- KUTIPAN TEKS -
----------------------------------------

Aku pernah posting tentang “Menjadi Orang Tua yang Sesungguhnya” entah bulan berapa di blog ini (atau blog satu lagi ya? Lupa!). Postingan itu tercipta ketika anakku mulai masuk sekolah dasar. Kenapa aku baru ngerasa jadi orang tua yang sesungguhnya setelah dia masuk SD? Padahal sejak anakku lahir 7 tahun yang lalu seharusnya kan udah merasa jadi orang tua (ibu) yang sesungguhnya?
Iya sih.
Tapi gini, kalau anak kita masih bayi otomatis dia hanya akan berada dalam lingkungan rumah dan tetangga atau mungkin sesekali dengan keluarga lain dan teman-teman kita. Itu juga cuma sebentar. Dan akan selalu berada dalam pengawasan kita sendiri sebagai orang tua atau si mbak (pas awak lagi kerja).
Bahkan ketika dia memasuki masa pre school atau kindergarten. Meski si anak sudah mulai berinteraksi dengan orang lain yang disebut teman sekelas dan guru, kesulitan dalam memilih sekolah dan mendaftarkan anak itu tidak seperti ketika kita harus memilih dan mendaftarkan anak masuk SD.

----------------------------------------

- TUGAS -
Jawablah pertanyaan berikut berdasarkan kutipan teks di atas.
1. Kapan postingan "Menjadi Orang Tua yang Sesungguhnya" tercipta?
2. Berapa tahun yang lalu anak penulis lahir?
3. Ketika anak masih bayi, dalam pengawasan siapa ia selalu berada?

- DATA -
----------------------------------------

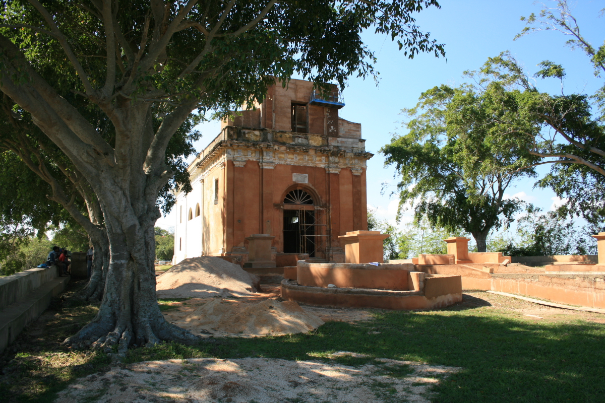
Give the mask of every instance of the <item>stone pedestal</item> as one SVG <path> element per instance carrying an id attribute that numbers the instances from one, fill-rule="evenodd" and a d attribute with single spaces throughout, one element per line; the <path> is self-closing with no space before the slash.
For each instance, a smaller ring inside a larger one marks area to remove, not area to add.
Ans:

----------------------------------------

- JAWABAN -
1. Ketika anak penulis mulai masuk sekolah dasar.
2. Tujuh tahun yang lalu.
3. Dalam pengawasan orang tua sendiri atau si mbak ketika orang tua sedang bekerja.